+++ Supplied text

Everett’s task is sometimes challenging, especially since his bosses at the Department of the Interior decided that the Arctic grayling is not a genetically distinct population and should not receive protection under the Endangered Species Act (ESA). This, despite the fact that the fish are the last native population of river-dwelling Arctic grayling in the Lower 48, with population estimates of about 1,000. Not surprisingly, the decision is being challenged in court.

In the meantime, Everett works to protect and restore their habitat in places like the feedlot. This project, executed six months after the decision was made to take Big Hole grayling off the consideration list for ESA protection, involved the relocation of 1,100 feet of Big Swamp Creek, a tributary of the upper Big Hole and a historic spawning ground for the grayling.

Regardless of what the Department of the Interior, Justice Department and other competing interests decide about the grayling, Everett understands that action on the ground—not a lawsuit or ESA listing—will help the species survive.

“I love what I see here,” says Everett. He describes the new features of Big Swamp Creek as it carves its way through the original floodplain in a series of runs, riffles, clean gravel and flat pools. One year ago, he says, Big Swamp Creek flowed lifeless through the middle of Peterson’s feedlot. Back then the creek was a shallow, wide channel with no riparian vegetation, devoid of any fish habitat; it looked more like a wading pool for cattle than an active creek. The Petersons originally diverted it into their feedlot back in the 1950s to provide year-round water for their livestock.

The creek relocation is one of 47 active restoration projects being implemented by Everett and the various agencies and stakeholders in the Big Hole Valley, and is part of the Candidate Conservation with Assurances Agreement (CCAA), a voluntary program for landowners who conserve the habitats of at-risk species. Other CCAA projects include everything from drilling stock water wells to creating fish passages and improving headgates in irrigation systems. Essentially, landowners who help save the grayling today by improving fish habitat on their property are safe from further conservation obligations that the government might demand if the species wins ESA protections in the future.

++++++
+++ Input data

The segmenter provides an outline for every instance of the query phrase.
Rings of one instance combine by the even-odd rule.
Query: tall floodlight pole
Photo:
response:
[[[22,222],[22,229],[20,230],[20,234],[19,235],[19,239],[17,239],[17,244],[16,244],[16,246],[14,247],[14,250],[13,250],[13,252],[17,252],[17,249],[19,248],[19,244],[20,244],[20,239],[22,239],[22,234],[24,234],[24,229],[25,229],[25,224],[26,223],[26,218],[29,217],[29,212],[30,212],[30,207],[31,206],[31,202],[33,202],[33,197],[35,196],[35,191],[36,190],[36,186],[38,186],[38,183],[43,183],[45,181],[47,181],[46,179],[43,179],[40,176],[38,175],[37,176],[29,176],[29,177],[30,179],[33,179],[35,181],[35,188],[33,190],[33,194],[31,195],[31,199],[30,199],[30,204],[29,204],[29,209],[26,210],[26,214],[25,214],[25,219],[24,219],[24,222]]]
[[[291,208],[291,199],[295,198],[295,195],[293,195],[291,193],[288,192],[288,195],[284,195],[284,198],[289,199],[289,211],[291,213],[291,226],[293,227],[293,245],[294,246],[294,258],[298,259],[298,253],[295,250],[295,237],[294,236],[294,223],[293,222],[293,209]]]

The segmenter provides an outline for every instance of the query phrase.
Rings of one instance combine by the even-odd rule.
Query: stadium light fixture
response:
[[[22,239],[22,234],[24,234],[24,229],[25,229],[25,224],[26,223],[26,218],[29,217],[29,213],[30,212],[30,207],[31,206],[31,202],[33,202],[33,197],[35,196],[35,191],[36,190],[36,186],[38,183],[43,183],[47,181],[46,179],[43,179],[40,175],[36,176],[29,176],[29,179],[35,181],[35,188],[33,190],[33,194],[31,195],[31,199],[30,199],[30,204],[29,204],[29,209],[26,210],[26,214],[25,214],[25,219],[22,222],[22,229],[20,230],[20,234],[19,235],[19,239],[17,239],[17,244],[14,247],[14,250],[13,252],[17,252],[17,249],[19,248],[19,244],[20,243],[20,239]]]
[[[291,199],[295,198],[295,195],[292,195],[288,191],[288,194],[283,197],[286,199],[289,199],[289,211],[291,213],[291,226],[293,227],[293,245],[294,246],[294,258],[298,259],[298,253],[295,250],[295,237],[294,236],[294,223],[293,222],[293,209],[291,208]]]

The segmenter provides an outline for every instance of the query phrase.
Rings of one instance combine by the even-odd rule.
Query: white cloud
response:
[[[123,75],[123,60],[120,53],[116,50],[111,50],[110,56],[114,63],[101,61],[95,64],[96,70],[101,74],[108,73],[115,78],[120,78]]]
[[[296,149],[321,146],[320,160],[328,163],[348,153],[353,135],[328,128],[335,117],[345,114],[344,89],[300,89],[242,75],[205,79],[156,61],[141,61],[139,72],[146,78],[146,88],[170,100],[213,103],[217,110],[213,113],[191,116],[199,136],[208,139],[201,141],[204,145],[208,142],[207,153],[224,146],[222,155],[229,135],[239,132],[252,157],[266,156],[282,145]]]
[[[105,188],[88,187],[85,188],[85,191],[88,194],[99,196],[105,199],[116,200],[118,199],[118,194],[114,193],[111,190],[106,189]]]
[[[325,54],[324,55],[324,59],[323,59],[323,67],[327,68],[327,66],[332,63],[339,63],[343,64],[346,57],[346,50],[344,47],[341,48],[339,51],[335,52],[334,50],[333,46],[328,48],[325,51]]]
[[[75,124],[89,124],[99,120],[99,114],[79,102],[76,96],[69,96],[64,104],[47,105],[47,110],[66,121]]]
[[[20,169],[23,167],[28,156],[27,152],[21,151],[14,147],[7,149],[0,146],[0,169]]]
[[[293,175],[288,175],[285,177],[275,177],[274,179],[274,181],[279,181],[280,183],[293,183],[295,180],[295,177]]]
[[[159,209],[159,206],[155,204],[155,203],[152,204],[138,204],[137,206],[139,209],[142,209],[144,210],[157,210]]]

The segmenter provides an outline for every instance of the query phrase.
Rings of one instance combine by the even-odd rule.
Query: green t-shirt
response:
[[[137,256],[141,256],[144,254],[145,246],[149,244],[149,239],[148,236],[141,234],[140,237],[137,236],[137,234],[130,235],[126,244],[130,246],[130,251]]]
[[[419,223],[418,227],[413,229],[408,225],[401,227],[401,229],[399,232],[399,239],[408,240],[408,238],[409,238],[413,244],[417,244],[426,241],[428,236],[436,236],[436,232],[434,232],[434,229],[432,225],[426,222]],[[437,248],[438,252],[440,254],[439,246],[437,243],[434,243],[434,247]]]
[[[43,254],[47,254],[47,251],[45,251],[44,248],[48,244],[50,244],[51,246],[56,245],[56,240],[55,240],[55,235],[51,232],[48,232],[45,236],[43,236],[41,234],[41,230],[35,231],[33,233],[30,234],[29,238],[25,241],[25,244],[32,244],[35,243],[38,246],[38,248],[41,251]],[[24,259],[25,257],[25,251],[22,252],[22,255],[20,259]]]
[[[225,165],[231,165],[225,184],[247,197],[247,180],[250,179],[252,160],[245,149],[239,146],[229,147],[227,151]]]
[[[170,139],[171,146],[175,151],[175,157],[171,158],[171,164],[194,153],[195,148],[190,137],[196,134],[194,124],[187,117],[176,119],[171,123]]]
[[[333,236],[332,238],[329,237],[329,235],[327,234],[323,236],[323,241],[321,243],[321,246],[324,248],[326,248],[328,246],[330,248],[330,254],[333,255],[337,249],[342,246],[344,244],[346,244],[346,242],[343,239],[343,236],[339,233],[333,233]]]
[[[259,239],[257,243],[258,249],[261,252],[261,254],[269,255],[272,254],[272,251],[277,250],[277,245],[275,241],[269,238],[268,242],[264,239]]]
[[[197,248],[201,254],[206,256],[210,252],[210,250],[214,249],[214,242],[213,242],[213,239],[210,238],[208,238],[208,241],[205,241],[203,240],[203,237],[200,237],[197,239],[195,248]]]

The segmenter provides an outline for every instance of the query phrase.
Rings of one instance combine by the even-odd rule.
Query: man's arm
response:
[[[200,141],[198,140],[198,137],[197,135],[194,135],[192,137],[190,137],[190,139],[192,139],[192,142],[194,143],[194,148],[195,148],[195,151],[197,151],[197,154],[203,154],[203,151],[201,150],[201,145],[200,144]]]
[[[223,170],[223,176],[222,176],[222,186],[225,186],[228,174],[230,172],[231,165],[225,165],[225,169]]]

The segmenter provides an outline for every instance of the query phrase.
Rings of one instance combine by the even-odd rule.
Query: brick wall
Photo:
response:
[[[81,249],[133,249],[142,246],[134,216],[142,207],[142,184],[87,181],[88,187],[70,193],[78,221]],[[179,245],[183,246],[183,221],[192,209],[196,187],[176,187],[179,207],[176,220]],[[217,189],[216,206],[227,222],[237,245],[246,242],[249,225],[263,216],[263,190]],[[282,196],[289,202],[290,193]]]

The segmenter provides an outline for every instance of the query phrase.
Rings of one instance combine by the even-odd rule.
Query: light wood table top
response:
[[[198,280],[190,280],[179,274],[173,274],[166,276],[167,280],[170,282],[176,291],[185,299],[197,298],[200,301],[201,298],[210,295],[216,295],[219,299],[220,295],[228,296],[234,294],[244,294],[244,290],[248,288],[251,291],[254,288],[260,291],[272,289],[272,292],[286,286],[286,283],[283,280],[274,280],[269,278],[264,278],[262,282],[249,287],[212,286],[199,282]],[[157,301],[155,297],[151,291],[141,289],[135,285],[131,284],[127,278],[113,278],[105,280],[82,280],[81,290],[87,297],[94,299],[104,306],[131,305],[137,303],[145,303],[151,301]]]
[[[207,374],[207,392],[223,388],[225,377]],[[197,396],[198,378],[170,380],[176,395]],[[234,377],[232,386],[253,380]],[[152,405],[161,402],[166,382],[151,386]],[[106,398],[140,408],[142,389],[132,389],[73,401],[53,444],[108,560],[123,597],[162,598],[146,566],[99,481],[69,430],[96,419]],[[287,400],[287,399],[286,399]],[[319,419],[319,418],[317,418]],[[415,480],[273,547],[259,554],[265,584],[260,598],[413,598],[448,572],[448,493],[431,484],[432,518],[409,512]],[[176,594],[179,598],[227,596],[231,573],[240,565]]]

++++++

» **What to work on**
(a) Return the part of the grayling passage that opens with the words containing "Regardless of what" and closes with "the species survive.".
(b) Resume the passage on Arctic grayling habitat restoration from the point where it stops.
The material comes from a separate source.

» **Answers provided**
(a)
Regardless of what the Department of the Interior, Justice Department and other competing interests decide about the grayling, Everett understands that action on the ground—not a lawsuit or ESA listing—will help the species survive.

(b)
For the feedlot project, contractors in November 2007 spent three weeks moving dirt, building a livestock fence and planting sod mats, costing the CCAA program $55,000 or roughly $49 per foot of stream. This relocated the creek back to its original floodplain, and with a berm in place to prevent waste run-off, Big Swamp Creek is now on its way to once again becoming a healthy fishery.

“This met our goals and objectives from a restoration and fisheries point of view, and it also met the landowner’s expectations and obligations from a ranch management and operation point of view,” Everett says.
Overall, the project has been a success. With above-average snow pack and a wet spring, the stretch of stream was tested with high run-off flows and successfully held together. “A few small chunks of sod mat did shift on us,” Everett says. “But overall the project held together extremely well through its first real test.”

The fishery also is responding. The Peterson family has reported seeing fish in the channel. “We now have fish using this reach of stream for the first time in more than four decades,” Everett says.

Regardless of what the courts decide about the grayling’s status, Everett continues doing what he knows will have an immediate, positive impact on the fishery—completing many small projects in collaboration with private landowners.

“Ultimately,” Everett says, “when it comes to preserving and restoring a species on this scale over hundreds of square miles, working with private landowners is where it’s at. We need the same thing that a working ranch needs: large open spaces, healthy grasslands, good water quality and plenty of it.”